▶ **Exercise requirements**
In the records below, print each line exactly and leave every image out.

[Extracted data entries]
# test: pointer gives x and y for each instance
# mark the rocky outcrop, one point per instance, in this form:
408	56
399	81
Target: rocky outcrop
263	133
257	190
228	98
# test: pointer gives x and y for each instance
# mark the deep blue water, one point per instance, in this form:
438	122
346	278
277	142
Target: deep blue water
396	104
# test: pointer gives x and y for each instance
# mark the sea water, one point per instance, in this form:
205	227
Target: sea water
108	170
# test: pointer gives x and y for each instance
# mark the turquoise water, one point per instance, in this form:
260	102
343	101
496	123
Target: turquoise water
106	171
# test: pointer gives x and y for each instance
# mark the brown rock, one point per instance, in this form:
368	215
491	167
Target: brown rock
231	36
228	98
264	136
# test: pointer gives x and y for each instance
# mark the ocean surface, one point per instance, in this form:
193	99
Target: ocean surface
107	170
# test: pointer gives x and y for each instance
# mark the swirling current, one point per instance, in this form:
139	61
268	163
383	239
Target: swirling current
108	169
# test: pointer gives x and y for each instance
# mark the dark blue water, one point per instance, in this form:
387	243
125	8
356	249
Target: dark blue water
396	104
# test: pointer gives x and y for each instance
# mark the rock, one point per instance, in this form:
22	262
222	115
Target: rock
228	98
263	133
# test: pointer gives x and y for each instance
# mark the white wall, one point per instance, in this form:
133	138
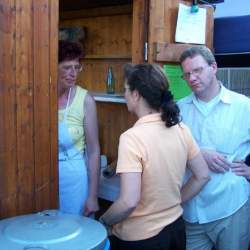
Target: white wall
232	8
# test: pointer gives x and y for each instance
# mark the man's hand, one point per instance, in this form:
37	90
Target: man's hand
216	161
240	168
91	206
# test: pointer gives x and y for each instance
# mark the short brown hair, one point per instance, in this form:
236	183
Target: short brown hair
69	51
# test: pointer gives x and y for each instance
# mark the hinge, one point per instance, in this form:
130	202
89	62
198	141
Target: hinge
146	51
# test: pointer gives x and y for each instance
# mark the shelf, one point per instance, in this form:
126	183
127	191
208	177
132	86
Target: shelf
104	97
103	57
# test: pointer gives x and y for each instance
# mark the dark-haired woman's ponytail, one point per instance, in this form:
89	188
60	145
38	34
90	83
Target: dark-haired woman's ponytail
170	110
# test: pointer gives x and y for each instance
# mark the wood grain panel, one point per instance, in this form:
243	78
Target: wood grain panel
53	49
8	130
139	30
106	35
41	96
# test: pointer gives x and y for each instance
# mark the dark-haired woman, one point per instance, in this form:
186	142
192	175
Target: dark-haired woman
152	159
79	151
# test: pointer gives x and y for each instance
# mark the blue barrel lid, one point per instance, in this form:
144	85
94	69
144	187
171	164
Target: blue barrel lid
51	230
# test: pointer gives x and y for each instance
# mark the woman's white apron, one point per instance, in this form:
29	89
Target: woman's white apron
73	178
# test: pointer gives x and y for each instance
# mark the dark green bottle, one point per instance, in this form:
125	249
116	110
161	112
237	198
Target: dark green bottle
110	81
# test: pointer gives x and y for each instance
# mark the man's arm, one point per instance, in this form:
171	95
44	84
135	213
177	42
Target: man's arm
200	176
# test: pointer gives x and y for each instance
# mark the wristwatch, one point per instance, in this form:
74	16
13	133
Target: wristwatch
107	226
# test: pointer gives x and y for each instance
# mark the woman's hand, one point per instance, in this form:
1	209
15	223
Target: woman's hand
91	206
240	168
216	161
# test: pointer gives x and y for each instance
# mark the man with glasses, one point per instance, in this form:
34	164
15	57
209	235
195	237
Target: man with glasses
220	122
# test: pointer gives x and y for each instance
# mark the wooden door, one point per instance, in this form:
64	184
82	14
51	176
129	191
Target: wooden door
28	106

▶ **Result for this exercise**
# test: pointer gives x and y for each instance
# mark the rocky outcrop, one point per instance, in this form:
408	56
399	81
Target: rocky outcrop
263	133
257	190
228	98
# test: pointer gives x and y for each instance
# mark the deep blue water, one point per instance, in this form:
438	122
346	278
277	142
Target: deep blue water
396	104
# test: pointer gives x and y for each instance
# mark the sea water, one point per instance, in this form:
205	227
Target: sea water
108	170
# test: pointer gives x and y for each instance
# mark the turquoise water, one point per instance, in this form:
260	102
343	101
496	123
Target: turquoise water
106	171
# test: pointer gives x and y for each instance
# mark the brown rock, one point per instance, in this form:
368	215
491	167
Target: brown rock
231	36
228	98
264	136
# test: pointer gives x and y for each instance
# mark the ocean surface, one point per instance, in this form:
193	99
Target: ocean surface
107	170
# test: pointer gives x and y for each instance
# mark the swirling current, one point per instance, in this form:
139	61
268	163
383	239
Target: swirling current
108	169
# test: pointer gives x and y for each instance
# mark the dark blue water, one point per instance, in this form:
387	243
125	8
356	249
Target: dark blue water
396	104
# test: pointer gives x and y for each instance
# mark the rock, one point per instance, in this form:
22	262
222	115
Target: rock
228	98
263	133
# test: pointer gives x and y for each instance
# mark the white wall, one point per instance, in this form:
133	138
Target: white wall
232	8
# test: pointer gives x and y for each instance
# mark the man's hand, one point per instance, in this form:
37	90
Target: man's hand
216	161
240	168
91	206
# test: pointer gives x and y for each instance
# mark the short brown hair, one point per instance, in this form:
236	183
Target: short brown hair
69	51
# test: pointer gives x and y for each instance
# mark the hinge, one point per instance, in this form:
130	202
89	62
198	141
Target: hinge
146	51
# test: pointer gives x and y for each instance
# mark the shelf, one point per instance, in this form:
126	183
127	191
208	177
132	86
Target: shelf
104	97
103	57
# test: pointer gives x and y for each instance
# mark the dark-haired woman's ponytail, one point per instance, in this form:
89	188
60	145
38	34
90	83
Target: dark-haired woman's ponytail
170	110
# test: pointer gives x and y for each instance
# mark the wood grain panel, one point per instance, in this form:
243	78
Target: wood grain panel
53	49
8	130
139	30
106	35
41	96
# test: pointer gives x and y for each instance
# mark the dark-haired woman, one point per instance, in this form:
186	142
192	175
Target: dark-haired woman
152	159
79	151
# test: pointer gives x and y for each instance
# mark the blue barrel lid, one point per instance, in this form:
144	85
94	69
144	187
171	164
Target: blue barrel lid
51	230
# test: pointer gives x and y for each instance
# mark the woman's white apron, one point per instance, in this form:
29	89
Target: woman's white apron
73	178
# test: pointer gives x and y for each instance
# mark the dark green bottle, one point per instance, in this form:
125	249
116	110
161	112
237	198
Target: dark green bottle
110	81
# test: pointer gives x and y for each instance
# mark the man's arm, one point per instance, in this form:
171	95
44	84
135	213
177	42
Target: man's arm
200	176
# test: pointer gives x and y for each instance
# mark the wristwatch, one point per instance, in this form:
74	16
13	133
Target: wristwatch
107	226
# test: pointer gives x and y for each instance
# mark the woman's hand, one point per instance, in this form:
1	209
15	223
Target: woman's hand
91	206
240	168
216	161
# test: pointer gives x and y for each instance
# mark the man with glasses, one point per instance, in this form:
34	164
15	57
209	235
195	237
Target: man with glasses
220	122
# test: pointer gives x and y for each instance
# mark the wooden door, one point per instance, in this form:
64	184
82	14
51	176
129	191
Target: wooden door
28	106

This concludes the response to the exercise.